> AIM OF THE TASK
Search the records below for the string "roof" and report only the number of lines that contain it.

> DATA RECORDS
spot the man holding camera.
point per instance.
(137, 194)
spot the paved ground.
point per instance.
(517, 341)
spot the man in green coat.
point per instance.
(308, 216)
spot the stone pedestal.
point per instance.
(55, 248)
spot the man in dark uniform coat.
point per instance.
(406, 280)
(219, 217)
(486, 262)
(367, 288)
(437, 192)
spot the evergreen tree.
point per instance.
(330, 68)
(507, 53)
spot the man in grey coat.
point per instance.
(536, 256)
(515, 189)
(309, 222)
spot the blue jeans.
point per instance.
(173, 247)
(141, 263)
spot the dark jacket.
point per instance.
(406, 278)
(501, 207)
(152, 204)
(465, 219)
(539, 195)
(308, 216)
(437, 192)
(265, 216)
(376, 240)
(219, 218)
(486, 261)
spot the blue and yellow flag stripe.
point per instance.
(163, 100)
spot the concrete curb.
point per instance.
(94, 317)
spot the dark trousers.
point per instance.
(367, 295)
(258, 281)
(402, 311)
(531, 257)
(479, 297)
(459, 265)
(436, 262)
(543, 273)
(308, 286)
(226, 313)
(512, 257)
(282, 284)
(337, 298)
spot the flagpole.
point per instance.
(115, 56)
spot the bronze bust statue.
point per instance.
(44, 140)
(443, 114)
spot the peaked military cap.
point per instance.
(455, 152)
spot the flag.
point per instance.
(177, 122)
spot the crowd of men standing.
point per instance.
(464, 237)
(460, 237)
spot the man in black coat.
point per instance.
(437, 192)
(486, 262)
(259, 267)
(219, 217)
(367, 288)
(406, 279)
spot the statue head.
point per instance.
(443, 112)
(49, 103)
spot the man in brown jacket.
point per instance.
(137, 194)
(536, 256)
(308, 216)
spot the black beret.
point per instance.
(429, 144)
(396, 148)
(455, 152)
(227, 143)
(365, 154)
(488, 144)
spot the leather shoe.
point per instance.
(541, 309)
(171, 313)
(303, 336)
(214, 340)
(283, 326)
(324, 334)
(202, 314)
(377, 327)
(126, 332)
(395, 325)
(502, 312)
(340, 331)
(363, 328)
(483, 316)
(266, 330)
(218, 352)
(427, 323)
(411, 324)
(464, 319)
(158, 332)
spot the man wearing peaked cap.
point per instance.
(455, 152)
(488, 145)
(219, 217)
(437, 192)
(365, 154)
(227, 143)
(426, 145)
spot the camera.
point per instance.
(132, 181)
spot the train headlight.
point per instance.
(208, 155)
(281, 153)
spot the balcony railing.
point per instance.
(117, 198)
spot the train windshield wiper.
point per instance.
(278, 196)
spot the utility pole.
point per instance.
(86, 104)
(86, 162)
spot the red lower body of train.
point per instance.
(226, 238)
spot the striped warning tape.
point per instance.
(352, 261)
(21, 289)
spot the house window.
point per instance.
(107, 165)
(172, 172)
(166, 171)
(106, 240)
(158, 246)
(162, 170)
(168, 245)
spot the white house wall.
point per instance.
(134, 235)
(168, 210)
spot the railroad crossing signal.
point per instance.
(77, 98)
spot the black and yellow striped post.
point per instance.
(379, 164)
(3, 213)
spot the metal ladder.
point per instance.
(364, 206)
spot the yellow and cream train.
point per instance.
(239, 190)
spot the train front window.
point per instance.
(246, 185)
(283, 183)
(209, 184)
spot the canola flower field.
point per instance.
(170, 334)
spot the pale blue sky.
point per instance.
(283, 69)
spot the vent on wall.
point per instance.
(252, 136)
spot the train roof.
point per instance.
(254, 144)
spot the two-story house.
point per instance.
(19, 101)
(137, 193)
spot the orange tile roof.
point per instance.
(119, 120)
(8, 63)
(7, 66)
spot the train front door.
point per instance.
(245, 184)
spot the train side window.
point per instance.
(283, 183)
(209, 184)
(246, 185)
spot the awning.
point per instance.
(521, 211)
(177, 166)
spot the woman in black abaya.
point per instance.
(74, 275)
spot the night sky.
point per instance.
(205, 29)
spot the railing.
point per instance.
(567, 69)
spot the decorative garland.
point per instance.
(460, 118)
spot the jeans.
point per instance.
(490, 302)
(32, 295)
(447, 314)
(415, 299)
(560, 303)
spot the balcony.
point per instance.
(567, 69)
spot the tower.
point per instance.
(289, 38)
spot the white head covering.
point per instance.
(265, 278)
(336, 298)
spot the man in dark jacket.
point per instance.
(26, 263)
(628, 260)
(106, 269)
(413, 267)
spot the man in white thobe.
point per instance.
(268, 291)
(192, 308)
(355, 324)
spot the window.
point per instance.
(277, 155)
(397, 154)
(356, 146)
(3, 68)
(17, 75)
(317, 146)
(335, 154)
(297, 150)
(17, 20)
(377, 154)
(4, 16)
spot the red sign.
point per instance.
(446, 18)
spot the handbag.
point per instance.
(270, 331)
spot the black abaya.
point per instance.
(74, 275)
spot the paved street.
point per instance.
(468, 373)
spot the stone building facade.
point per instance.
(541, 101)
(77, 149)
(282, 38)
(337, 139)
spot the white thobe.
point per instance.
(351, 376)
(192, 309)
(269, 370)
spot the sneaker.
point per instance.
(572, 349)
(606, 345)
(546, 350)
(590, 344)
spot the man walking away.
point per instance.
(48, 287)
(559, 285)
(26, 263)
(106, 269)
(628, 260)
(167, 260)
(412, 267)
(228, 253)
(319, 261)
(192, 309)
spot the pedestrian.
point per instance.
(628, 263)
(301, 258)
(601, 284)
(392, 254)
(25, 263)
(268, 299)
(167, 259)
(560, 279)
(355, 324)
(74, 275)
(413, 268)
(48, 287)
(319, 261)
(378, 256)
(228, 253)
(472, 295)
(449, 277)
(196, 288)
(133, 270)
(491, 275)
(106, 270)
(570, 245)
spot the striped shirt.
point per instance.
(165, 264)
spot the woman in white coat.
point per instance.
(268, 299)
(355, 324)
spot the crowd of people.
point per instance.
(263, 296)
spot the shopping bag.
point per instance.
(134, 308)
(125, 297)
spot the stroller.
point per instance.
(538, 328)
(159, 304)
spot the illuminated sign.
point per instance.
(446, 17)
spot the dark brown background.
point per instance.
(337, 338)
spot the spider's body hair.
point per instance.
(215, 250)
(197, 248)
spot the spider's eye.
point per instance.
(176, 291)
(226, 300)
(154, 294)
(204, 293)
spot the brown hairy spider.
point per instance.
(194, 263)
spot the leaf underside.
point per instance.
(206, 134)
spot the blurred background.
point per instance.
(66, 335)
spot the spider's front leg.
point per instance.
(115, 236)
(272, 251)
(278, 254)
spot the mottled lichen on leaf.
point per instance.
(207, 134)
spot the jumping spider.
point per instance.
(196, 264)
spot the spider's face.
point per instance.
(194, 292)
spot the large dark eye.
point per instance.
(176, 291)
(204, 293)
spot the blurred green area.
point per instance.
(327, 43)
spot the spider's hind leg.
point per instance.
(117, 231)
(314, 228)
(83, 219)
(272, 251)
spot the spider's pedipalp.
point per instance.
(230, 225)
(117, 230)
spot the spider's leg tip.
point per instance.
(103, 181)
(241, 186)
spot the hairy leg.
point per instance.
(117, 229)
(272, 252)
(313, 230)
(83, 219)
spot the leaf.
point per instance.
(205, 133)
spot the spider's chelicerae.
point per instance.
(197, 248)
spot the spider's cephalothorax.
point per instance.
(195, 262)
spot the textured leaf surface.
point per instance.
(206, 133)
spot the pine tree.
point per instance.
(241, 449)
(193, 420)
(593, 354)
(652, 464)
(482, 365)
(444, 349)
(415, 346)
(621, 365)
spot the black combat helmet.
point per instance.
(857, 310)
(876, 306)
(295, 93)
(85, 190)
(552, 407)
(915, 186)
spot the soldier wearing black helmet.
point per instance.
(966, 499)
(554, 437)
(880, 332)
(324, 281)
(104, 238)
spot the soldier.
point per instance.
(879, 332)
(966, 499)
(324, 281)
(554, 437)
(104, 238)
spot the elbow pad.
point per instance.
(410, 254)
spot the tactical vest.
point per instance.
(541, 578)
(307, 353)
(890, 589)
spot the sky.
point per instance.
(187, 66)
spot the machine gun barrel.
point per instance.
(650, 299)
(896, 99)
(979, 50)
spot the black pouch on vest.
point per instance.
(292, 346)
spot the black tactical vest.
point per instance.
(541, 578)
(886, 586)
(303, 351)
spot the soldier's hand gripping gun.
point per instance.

> FINISHED TASK
2